Task to complete:
Copy every row below exactly, one line at a time.

--- start Record list ---

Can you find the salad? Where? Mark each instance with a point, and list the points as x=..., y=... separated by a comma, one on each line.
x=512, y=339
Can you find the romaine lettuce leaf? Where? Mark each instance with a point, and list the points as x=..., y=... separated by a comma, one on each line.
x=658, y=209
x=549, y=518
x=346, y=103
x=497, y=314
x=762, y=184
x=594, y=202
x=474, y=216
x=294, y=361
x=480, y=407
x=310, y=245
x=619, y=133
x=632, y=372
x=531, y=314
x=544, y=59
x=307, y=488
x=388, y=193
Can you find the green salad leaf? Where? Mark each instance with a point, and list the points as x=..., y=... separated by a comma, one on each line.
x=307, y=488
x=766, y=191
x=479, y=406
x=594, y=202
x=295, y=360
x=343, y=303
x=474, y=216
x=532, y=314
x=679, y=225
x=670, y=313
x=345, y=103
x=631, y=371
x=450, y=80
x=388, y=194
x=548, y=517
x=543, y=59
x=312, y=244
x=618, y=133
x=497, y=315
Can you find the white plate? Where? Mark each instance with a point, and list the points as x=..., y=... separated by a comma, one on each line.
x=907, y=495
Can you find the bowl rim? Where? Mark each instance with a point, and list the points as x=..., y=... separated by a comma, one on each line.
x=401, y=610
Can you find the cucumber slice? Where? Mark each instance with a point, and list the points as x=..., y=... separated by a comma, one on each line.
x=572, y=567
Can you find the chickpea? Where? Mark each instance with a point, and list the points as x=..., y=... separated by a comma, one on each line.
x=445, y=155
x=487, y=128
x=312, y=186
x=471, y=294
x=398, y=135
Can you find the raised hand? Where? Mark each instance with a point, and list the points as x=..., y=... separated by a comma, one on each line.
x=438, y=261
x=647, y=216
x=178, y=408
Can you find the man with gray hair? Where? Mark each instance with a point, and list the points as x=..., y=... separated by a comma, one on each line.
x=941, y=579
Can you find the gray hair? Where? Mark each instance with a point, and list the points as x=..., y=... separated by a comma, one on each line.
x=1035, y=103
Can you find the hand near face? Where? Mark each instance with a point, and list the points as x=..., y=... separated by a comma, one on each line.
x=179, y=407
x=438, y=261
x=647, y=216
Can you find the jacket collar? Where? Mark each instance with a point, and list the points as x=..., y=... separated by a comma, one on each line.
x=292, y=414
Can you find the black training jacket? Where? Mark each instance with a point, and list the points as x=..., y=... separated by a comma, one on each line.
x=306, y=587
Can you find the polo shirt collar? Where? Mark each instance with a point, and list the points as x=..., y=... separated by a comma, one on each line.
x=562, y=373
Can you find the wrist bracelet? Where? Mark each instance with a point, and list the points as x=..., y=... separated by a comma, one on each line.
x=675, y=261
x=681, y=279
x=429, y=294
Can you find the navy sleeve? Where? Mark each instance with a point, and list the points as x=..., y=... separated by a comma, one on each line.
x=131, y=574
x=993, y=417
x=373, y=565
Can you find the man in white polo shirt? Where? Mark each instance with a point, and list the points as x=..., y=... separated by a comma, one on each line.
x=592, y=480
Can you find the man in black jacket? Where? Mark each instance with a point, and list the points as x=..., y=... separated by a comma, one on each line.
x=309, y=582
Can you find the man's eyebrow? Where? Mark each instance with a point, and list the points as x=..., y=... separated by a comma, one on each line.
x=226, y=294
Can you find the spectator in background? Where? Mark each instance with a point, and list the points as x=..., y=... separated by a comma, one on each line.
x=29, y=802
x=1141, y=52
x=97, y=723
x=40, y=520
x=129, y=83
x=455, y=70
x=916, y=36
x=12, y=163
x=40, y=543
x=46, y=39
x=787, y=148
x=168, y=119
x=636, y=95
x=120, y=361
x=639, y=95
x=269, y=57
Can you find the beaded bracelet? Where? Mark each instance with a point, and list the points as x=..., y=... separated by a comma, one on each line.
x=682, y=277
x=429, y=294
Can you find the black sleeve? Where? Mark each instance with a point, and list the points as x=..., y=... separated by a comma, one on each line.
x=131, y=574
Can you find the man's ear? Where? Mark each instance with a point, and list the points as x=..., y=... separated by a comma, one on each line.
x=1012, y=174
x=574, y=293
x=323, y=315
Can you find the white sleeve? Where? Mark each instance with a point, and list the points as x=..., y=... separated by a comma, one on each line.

--- end Record list ---

Solved exercise:
Can you find the salad? Where? Mark each instance with a point, and list the points as x=..., y=... separated by a comma, one on each line.
x=512, y=339
Can you find the romaine lettuce leaf? Where? Mark each instance with a point, and list the points as x=..., y=... separated by a comma, one on each line.
x=658, y=209
x=549, y=518
x=346, y=103
x=497, y=314
x=762, y=184
x=594, y=202
x=474, y=216
x=294, y=361
x=480, y=407
x=310, y=245
x=619, y=133
x=632, y=372
x=531, y=314
x=544, y=59
x=307, y=488
x=388, y=193
Can you find the green salad leaf? Where? Mark each instance with a point, and list the points as x=..., y=... separated by a comma, one on each line.
x=307, y=488
x=766, y=191
x=479, y=406
x=594, y=202
x=295, y=360
x=343, y=303
x=474, y=216
x=532, y=314
x=679, y=225
x=670, y=313
x=345, y=103
x=631, y=371
x=450, y=80
x=388, y=194
x=548, y=517
x=543, y=59
x=312, y=244
x=618, y=133
x=497, y=315
Can you find the white plate? Where? Mark each instance with a point, and list the points as x=..., y=... separated by a comma, one on each line.
x=907, y=495
Can you find the bowl rim? Where? Mark each instance with a point, and list the points as x=..., y=... separated by a comma, one on each line.
x=401, y=610
Can you find the cucumber slice? Where? Mark each instance with a point, and list the points as x=..., y=... separated by a comma, one on each line.
x=572, y=567
Can you find the chickpea? Where? Mark each instance with a point, and list the points as x=..., y=... separated by a comma, one on each line.
x=445, y=155
x=487, y=128
x=312, y=186
x=471, y=294
x=398, y=135
Can you find the raised hand? Where? Mark each instance with a point, and list the points as x=..., y=... separated by a comma, one on each line.
x=438, y=261
x=647, y=216
x=178, y=408
Can you find the man with gray hair? Where? Mark each instance with a point, and list the points as x=..., y=... separated by a comma, one on each line.
x=941, y=579
Can you find the gray hair? Where? Mark each instance with a point, and list the points as x=..., y=... separated by a comma, one on each line.
x=1035, y=103
Can you find the hand near face? Where? Mark each instance with a point, and list the points as x=..., y=... separated by a comma, one on each line.
x=179, y=407
x=438, y=261
x=647, y=216
Can you find the jacket collar? Where? Mark each instance with a point, and list the points as x=..., y=... separated by a comma, one on each line.
x=292, y=414
Can you find the black training jacket? Where? Mark each instance with a point, and list the points as x=..., y=... separated by a comma, one on each line.
x=306, y=587
Can you find the polo shirt collar? Where? Mark each instance with a point, and list the points as x=..., y=... separated by a comma, one on each line.
x=562, y=373
Can you find the wrist bracelet? Where? Mark each instance with a point, and list the points as x=..., y=... separated by a comma, one on each line.
x=675, y=261
x=681, y=279
x=429, y=294
Can you find the navy sleeve? Where? Mark each instance with a point, and list the points as x=..., y=... separated by a comma, one on each line.
x=131, y=574
x=993, y=417
x=373, y=565
Can you find the man in white polo shirt? Where? Mark each instance with a point, and list the points as x=..., y=... separated by a comma, one on each line.
x=592, y=480
Can you find the man in black jacket? Where? Mark each instance with a point, and list the points as x=..., y=... separated by a comma, one on each line.
x=309, y=582
Can you find the man's eyebrow? Where? Mark each instance with a point, and list the points as x=..., y=... separated by a comma, one on each line.
x=226, y=294
Can you find the spectator in background? Where? Mark each instance with a point, and list the points as x=..., y=... separated by a comma, one on each line.
x=29, y=802
x=1141, y=52
x=97, y=723
x=40, y=520
x=129, y=83
x=455, y=70
x=916, y=36
x=12, y=163
x=40, y=543
x=46, y=39
x=787, y=148
x=168, y=119
x=636, y=95
x=120, y=361
x=639, y=95
x=269, y=57
Can you find the beaded bracelet? Where? Mark each instance with a point, and list the points as x=..., y=... separated by a comma, one on each line.
x=682, y=277
x=429, y=294
Can you find the black sleeve? Where? Mark each instance with a point, and list the points as x=..., y=... separated by a comma, one on each line.
x=131, y=574
Can you find the man's ear? Where? Mark each instance with a point, and list the points as x=..., y=... separated by a comma, one on each line.
x=1012, y=174
x=574, y=293
x=323, y=315
Can you find the white sleeve? Where? Mark each instance with a point, and list the points as x=..., y=... separated by a comma, one on each line.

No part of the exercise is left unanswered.